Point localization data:
•••••

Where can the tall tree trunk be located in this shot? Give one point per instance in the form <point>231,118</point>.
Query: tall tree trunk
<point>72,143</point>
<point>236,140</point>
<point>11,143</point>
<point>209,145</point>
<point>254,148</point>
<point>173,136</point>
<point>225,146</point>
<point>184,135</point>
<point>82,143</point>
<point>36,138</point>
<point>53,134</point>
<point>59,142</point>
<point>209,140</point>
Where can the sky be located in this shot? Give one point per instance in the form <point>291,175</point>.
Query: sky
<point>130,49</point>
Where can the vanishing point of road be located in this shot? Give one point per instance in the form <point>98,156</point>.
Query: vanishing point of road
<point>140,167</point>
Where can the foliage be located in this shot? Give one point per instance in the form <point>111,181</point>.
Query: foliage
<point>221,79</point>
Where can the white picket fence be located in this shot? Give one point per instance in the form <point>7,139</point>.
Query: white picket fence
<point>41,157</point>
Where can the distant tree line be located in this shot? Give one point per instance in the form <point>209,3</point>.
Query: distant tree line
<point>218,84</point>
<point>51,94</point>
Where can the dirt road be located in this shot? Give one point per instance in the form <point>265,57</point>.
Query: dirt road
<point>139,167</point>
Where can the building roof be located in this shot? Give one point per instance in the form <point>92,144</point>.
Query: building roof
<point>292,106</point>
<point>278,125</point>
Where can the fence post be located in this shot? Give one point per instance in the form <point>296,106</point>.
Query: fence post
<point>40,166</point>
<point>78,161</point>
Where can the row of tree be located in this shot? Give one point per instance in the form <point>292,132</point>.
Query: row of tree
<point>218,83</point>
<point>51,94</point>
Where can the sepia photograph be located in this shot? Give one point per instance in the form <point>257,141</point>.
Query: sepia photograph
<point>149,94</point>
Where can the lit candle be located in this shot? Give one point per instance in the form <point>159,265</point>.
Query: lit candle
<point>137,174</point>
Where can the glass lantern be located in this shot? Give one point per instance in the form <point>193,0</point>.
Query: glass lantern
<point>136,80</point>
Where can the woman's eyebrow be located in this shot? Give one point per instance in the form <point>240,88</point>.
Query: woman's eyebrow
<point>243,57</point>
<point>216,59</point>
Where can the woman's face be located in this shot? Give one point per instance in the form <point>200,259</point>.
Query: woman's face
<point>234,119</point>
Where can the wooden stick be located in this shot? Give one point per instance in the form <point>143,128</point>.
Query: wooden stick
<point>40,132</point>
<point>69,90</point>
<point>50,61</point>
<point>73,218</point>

•••••

Problem statement
Copy, please, exactly the lines that start at the first line of the data and end at the line containing "Where can the vanishing", both kept and no others.

Response area
Where can the tall tree trunk be located in this shot? Give one point per instance in the form <point>231,118</point>.
Query: tall tree trunk
<point>72,143</point>
<point>236,140</point>
<point>11,143</point>
<point>209,145</point>
<point>254,148</point>
<point>173,136</point>
<point>225,146</point>
<point>184,135</point>
<point>82,143</point>
<point>36,138</point>
<point>53,134</point>
<point>59,142</point>
<point>209,140</point>
Where can the sky be located in this shot? Give one point per instance in the form <point>291,175</point>.
Query: sky
<point>130,49</point>
Where can the vanishing point of road be located in this shot? Give one point per instance in the form <point>98,156</point>.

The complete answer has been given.